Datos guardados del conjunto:
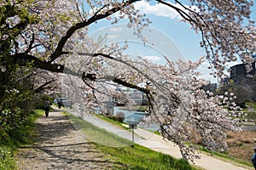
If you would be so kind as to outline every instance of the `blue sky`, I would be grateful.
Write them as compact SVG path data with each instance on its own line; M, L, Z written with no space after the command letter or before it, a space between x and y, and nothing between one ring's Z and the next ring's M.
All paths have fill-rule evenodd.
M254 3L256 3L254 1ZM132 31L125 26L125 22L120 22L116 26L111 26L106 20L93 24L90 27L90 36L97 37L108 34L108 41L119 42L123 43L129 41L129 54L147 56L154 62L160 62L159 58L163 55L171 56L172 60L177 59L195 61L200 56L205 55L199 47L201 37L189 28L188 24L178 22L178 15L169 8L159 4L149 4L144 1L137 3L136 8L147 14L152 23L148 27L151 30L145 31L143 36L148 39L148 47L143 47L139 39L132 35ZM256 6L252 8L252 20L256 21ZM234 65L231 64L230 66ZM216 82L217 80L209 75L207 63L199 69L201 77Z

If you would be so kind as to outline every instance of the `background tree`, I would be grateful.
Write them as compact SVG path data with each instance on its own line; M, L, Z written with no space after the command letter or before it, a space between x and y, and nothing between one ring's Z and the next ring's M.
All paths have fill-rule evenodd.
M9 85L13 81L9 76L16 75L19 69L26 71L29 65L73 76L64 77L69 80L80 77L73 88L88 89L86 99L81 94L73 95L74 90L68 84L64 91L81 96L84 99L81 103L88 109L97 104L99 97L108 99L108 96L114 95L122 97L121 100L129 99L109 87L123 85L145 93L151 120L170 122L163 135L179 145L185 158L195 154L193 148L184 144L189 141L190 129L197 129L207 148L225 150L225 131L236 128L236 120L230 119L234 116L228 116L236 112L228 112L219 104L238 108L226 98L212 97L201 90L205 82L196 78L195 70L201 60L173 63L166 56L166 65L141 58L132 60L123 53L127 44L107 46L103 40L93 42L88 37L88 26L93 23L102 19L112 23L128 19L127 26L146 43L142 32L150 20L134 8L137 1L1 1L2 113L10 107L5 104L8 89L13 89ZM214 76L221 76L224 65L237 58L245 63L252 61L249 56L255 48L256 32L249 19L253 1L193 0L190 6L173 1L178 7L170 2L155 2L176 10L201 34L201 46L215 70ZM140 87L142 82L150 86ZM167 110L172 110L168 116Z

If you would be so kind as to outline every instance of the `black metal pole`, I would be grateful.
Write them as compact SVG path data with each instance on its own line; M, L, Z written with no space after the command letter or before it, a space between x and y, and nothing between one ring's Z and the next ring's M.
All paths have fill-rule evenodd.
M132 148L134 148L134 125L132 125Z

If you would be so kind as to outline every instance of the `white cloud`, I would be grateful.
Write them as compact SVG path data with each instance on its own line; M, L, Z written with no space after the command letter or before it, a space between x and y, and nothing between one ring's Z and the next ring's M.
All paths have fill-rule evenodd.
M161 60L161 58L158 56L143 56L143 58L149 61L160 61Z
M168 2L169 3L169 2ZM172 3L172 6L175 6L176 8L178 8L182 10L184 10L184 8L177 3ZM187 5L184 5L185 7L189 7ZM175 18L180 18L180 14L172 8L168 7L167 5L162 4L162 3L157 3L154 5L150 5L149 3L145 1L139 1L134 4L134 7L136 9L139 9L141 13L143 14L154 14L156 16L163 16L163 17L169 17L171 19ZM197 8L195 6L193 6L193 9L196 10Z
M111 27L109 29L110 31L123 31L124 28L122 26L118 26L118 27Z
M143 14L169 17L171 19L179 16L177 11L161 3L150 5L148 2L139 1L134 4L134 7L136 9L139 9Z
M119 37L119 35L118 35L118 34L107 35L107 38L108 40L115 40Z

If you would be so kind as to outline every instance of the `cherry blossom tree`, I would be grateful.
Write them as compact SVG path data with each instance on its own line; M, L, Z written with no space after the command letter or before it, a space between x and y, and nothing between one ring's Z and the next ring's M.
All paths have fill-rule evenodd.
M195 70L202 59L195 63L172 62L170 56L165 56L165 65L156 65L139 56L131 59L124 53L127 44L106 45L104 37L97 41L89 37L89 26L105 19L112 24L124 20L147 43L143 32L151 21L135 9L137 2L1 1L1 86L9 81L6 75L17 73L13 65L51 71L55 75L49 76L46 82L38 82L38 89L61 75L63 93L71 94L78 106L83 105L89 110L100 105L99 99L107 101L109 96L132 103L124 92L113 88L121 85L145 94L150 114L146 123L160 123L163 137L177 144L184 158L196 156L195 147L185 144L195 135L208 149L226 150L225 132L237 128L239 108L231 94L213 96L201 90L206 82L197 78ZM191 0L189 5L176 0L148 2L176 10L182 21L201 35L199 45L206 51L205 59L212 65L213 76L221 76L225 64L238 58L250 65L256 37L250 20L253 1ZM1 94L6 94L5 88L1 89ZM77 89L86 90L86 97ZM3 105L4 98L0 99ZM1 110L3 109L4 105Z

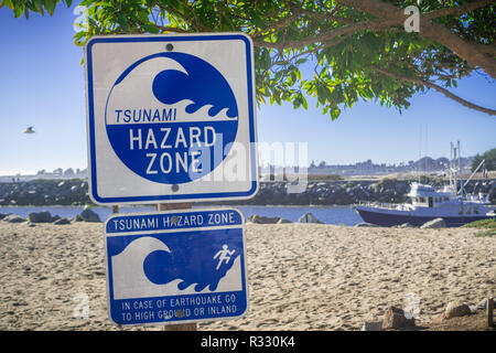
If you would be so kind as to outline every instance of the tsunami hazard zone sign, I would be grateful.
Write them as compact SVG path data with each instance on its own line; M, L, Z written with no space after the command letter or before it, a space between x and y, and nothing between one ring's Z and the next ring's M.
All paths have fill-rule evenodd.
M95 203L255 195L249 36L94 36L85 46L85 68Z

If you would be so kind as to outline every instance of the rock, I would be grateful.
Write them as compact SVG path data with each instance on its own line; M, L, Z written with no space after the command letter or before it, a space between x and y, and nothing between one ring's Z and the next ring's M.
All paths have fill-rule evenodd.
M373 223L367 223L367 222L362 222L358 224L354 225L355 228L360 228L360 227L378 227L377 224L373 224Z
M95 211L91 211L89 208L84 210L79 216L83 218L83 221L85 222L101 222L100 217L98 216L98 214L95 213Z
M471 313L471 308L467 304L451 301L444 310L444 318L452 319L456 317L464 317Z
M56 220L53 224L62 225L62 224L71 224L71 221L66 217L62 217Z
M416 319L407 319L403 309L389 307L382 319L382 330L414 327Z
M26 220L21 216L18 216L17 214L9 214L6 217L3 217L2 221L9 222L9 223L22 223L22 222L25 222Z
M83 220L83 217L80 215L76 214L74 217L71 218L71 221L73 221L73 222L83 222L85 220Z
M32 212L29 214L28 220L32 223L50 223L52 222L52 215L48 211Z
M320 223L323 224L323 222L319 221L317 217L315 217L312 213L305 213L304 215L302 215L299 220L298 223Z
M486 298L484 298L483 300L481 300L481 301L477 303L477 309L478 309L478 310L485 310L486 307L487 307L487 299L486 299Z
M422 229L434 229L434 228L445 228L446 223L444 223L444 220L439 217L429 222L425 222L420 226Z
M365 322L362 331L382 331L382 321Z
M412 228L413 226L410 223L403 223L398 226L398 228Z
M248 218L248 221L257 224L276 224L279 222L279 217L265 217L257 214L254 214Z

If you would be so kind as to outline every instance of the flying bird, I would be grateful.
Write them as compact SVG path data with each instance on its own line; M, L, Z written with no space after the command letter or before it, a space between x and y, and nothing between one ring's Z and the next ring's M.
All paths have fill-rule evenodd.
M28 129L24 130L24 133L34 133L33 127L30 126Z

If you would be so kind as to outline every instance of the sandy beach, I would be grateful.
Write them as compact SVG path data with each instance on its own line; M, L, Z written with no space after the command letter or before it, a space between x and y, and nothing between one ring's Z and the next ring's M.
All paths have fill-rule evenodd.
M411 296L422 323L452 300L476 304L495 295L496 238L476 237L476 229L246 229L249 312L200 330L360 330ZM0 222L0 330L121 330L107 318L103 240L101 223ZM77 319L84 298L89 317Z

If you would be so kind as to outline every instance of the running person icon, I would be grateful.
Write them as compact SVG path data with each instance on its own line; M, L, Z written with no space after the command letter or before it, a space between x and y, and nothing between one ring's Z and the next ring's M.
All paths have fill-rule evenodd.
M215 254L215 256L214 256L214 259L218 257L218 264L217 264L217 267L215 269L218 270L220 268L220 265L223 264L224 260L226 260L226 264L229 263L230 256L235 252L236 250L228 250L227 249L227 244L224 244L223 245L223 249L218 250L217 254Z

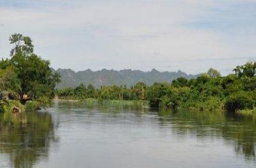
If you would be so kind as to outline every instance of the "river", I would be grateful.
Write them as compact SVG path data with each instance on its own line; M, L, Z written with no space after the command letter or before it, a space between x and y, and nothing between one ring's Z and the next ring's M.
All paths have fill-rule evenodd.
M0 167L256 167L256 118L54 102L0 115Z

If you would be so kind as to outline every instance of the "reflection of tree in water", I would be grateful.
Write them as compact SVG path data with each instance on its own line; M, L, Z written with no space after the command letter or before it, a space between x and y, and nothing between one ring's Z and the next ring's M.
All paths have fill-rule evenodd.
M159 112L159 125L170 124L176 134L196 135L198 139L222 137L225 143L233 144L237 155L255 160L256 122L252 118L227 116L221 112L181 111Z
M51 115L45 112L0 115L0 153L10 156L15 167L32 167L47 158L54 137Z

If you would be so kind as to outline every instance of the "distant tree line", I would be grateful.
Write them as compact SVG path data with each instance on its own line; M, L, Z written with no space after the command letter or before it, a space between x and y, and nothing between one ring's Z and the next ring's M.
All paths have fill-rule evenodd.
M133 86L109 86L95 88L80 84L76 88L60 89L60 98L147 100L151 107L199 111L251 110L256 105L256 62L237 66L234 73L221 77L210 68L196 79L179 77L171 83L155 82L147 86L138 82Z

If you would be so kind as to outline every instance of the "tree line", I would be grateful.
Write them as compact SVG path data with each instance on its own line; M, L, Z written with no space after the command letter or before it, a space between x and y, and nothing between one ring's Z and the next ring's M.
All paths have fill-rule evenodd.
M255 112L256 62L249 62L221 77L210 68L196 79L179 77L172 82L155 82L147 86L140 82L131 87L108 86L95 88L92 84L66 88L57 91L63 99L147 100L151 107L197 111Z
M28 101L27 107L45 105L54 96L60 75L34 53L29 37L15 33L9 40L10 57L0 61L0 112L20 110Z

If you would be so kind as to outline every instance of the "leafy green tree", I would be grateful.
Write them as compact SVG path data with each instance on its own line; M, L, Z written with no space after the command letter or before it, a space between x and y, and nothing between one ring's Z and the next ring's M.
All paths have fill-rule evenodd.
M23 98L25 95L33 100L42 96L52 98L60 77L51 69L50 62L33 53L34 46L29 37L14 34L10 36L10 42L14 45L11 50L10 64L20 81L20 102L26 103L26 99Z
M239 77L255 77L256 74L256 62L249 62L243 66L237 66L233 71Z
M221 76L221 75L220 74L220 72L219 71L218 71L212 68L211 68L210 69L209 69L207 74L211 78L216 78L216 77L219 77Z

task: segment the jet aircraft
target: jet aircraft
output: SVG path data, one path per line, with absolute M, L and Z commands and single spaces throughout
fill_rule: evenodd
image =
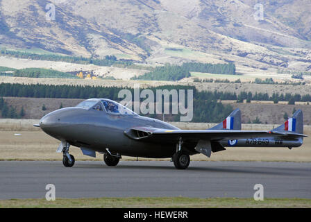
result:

> _Problema breve_
¿Qué líneas de las filas de arriba contienen la palabra "tree"? Selecciónalas y cópialas completas.

> _Respuesta_
If you would be so kind as to outline every instance of the `background tree`, I would be grateful.
If you would be so kind as to outline every instance of the `cherry blossom tree`, I would be grateful.
If you would be so kind as to outline every instance of the "reflection of tree in water", I would be grateful.
If you would be so kind as to outline every instance of the "distant tree line", I would be grateful.
If you would be so kind as to outline every instance of the "tree line", I would be grateful.
If you would be so kind as to outline every instance of the "leafy green tree", I would be grateful.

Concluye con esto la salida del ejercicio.